Tasks for this exercise →
#1 In the essay about Zhuang, write out everything from "The Language of" down to "notion of time.".
#2 In one to three sentences, explain why, according to the essay about Zhuang, the idea of "living in" a specific tense was foreign to her before she went to England.

The one major culture clash that interested me was Zhuang’s struggle with complete independence and the status of a loner. She constantly reminds her lover, as well as the reader, of the collectivist philosophy of The People’s Republic of China. She is accustomed to being surrounded by her screaming family at all times, but also not thinking of oneself as an individual with personal needs. Obviously its not as simple as that, but a good comparison to what would be at the complete opposite end of the spectrum would be travelling around Europe by yourself and acting on any whim. Her lover explains this Western idea to her in a letter during her trip: “In the West we are used to loneliness. I think it’s good for you to experience loneliness… After a while, you will start to enjoy solitude.” (257) Zhuang never does seem to reach this point of independence, but at times she does seem to revel at her freedom of choice. I suppose one cannot expect a person to learn a lesson that completely contradicts their entire life too quickly. Also it seems like Zhuang is never really alone for too long. She continuously attaches herself to men native to each nation she visits. She ignores many of the common laws of travel such as telling strangers her itinerary and lack of contacts. So perhaps Zhuang’s fear of loneliness is more of an emotional and unique quality rather than a cultural difference.
The Language of Love
In addition to language(s), time is a major theme in Zhuang’s story. The entire book is structured through time and in the very first chapter Zhuang remarks, “I at neither [Beijing nor London] time zone…When a body floating in air, which country she belong to?” (3) to foreshadow that at the end of the story Zhuang doesn’t feel that she belongs in neither English culture nor Chinese culture. The fact that in this chapter Chinese and English culture are represented by their time zones is also significant. Lots of Zhuang’s trouble adjusting comes from her inability to first grasp the English notion of time, and then later her inability to go back to the Chinese notion of time.
In London, her lover is always telling her to “Live in the moment!” (238), but when she returns to china her mother shouts at her, “you never think of the future! You only live in the present!” (281). In Chinese there are no tenses so the very idea of “living in” a specific tense is completely foreign to Zhuang before she travels to England. The fact that in Zhuang can only fully grasp the English present tense demonstrates that she linguistically and generally “[lives] in the present” while she is living in London. When she goes back to Beijing she makes the impulsive decision to move to Beijing, which shows that upon returning to China, she continues to live in the present. By the time she leaves London, Zhuang does have a fairly firm grasp on all English tenses, and this new knowledge causes her to lose her original Chinese notion of time existing as one general concept.

Source data →
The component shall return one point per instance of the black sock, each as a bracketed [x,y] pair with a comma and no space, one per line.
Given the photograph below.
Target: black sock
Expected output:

Answers by task →
#1
The Language of Love
In addition to language(s), time is a major theme in Zhuang’s story. The entire book is structured through time and in the very first chapter Zhuang remarks, “I at neither [Beijing nor London] time zone…When a body floating in air, which country she belong to?” (3) to foreshadow that at the end of the story Zhuang doesn’t feel that she belongs in neither English culture nor Chinese culture. The fact that in this chapter Chinese and English culture are represented by their time zones is also significant. Lots of Zhuang’s trouble adjusting comes from her inability to first grasp the English notion of time, and then later her inability to go back to the Chinese notion of time.

#2 Chinese has no tenses, so before Zhuang traveled to England, the idea of "living in" a specific tense was completely foreign to her.